Having five generations of Weavers maintain the family business means, of course, that each succeeding generation chose to do what his father and grandfather did before him. That wasn’t always a sure thing for Richard Weaver. When he was 20 years old—back in the early 1960s—he decided to move to Houston and pursue a life there. He lasted six months.

“I missed living in the country,” Richard Weaver says. When he came back, he started learning the business. “I certainly didn’t come in thinking I knew everything,” he recalls.

How much did his dad pay him per hour? He laughs. “Fifty cents.”

Clint Weaver also had years when he didn’t know whether he wanted to follow in the family footsteps. In high school, he didn’t want to be a beekeeper, he says. Then one summer when he was in college, he came back to work at the bee farm. “When I really understood beekeeping, I fell in love with it,” he says. “It’s a fascinating job. It’s art; it’s science.”

The next generation of the Weaver family is only 5 years old. Clint Weaver’s daughter, Lela, has said she wants to be an astronaut or a dancer. “I keep asking her if she wants to raise queen bees with Dad,” he says. “It’s a hard way to make a living, but it’s a fun way.”

Michele Chan Santos is an Austin writer.


Pollination, as most of us learn in school, occurs when one flower’s pollen gets transferred to another flower’s ovary, which then turns into a fruit or vegetable. Wind can make this happen, but birds, bees, butterflies and other insects—even bats—cause much of it. They are attracted to flowers’ nectar as a food source, brush up against parts of the flower containing pollen and then inadvertently transfer pollen to the parts that get it to the ovaries.

DATA LISTING –
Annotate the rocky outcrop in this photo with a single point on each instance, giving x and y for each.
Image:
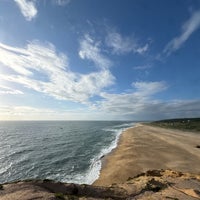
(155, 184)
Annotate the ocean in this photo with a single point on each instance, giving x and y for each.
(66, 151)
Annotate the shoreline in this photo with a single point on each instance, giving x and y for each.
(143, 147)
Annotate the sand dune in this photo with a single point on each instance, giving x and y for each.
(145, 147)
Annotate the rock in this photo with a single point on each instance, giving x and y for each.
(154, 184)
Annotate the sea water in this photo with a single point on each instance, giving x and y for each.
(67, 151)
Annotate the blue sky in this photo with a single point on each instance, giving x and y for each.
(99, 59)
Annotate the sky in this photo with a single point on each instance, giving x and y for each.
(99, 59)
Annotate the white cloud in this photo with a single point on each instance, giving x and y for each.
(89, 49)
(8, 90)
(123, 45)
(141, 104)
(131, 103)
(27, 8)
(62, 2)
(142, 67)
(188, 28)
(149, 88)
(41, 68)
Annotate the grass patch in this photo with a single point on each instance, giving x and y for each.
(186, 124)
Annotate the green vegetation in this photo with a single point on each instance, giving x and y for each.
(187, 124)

...

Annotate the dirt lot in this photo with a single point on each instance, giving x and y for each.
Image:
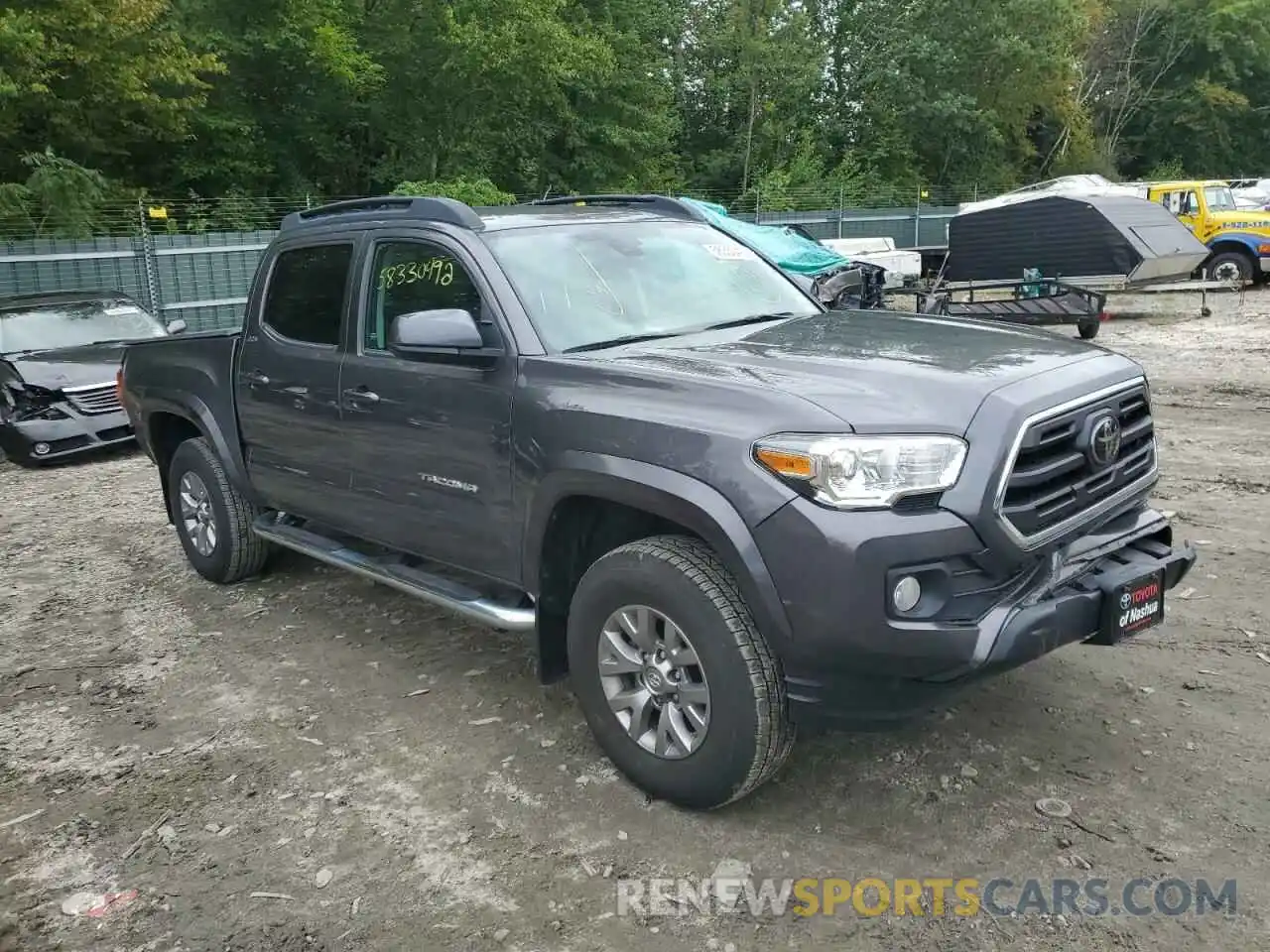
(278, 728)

...

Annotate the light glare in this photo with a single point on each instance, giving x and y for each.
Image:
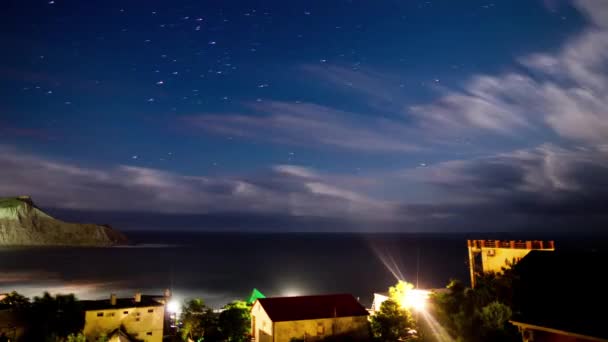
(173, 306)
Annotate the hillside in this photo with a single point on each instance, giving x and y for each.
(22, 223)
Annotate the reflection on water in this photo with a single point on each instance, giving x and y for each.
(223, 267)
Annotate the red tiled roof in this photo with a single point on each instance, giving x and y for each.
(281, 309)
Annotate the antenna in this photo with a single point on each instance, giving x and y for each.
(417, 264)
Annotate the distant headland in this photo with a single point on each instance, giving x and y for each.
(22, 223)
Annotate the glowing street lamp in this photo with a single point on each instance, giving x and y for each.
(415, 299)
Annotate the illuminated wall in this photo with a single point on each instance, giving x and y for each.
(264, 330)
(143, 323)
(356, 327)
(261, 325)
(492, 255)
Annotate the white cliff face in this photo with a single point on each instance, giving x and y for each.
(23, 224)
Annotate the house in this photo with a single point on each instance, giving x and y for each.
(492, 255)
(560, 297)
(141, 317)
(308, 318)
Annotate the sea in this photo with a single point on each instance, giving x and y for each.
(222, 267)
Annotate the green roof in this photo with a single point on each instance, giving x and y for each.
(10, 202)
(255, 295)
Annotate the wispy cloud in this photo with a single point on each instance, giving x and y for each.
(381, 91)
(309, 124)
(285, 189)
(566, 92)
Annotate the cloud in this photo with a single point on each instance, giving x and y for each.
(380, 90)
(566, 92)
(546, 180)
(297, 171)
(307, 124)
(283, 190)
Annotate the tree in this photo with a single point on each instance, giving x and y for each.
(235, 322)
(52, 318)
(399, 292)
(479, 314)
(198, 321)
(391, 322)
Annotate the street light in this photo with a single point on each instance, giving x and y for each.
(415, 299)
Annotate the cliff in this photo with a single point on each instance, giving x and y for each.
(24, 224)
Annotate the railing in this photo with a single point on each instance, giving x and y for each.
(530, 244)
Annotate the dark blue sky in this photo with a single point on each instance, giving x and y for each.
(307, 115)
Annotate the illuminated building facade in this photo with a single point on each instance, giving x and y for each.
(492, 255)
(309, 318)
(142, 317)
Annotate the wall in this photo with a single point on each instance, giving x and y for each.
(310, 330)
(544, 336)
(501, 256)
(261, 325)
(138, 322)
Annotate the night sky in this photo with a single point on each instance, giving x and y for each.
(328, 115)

STUDY QUESTIONS –
[1] In the text about the Weaver family's bee farm, how much did Richard Weaver's father pay him per hour?
[2] Using the text about the Weaver family's bee farm, explain why Richard Weaver came back from Houston after six months.
[3] Write the next part of the text about the Weaver family's bee farm, picking up after its final sentence.

ANSWERS PER TASK –
[1] Fifty cents.

[2] He came back because he missed living in the country.

[3]
Beekeepers Get Agricultural Exemption

Texas landowners who grow crops and raise livestock may qualify for an agricultural valuation on their property, which lowers their taxes. Although this valuation covered floriculture, horticulture and exotic animals, the exemption did not until recently extend to beekeepers raising bees for honey.


That changed in January 2012, when the “bee bill” took effect. The bee bill passed in special session in June 2011 and gives beekeepers the ability to claim the agricultural exemption.


Dennis Herbert is a beekeeper and the vice president of the Heart of Texas Beekeepers Association in Waco. Herbert is a wildlife biologist and the owner of Conservation One, a wildlife and land management services company. He lives west of Salado and has been a member of Bartlett Electric Cooperative for 35 years. Herbert was a main force behind the bee bill.


“My argument when I went to the Legislature was: One man could be growing cotton on 200 acres and gets his agricultural appraisal, and another man could have his beehives on his acres next door. The bees pollinate the cotton, but the beekeeper does not get the ag exemption,” Herbert says.


The bee bill, introduced by Republican Rep. George Lavender of Texarkana, was unsuccessful during the 2011 regular session. But Lavender’s staff, headed by Andrea Williams-McCoy, his chief of staff, continued to pursue the issue.


“We turned the stand-alone bill into an amendment and attached it to the fiscal bill in the first called session,” Williams-McCoy said. It passed in special session in the summer of 2011. The bill changed the Property Tax Code so that the list of uses that qualify as agricultural use “also includes the use of land to raise or keep bees for pollination or for the production of human food or other tangible products having a commercial value, provided that the land used is not less than 5 or more than 20 acres.”


Williams-McCoy said Lavender’s office sponsored the bill because “we wanted to support the beekeepers in our state. When we have an incentive for other agricultural folks, why in the world would we not have it for beekeepers? It was a common-sense bill.


“Bees are fundamental to agriculture, which is the No. 1 industry in Texas,” she said.


The restriction of five to 20 acres was put into place to prevent homeowners in urban areas from getting one beehive and claiming an ag exemption, she said.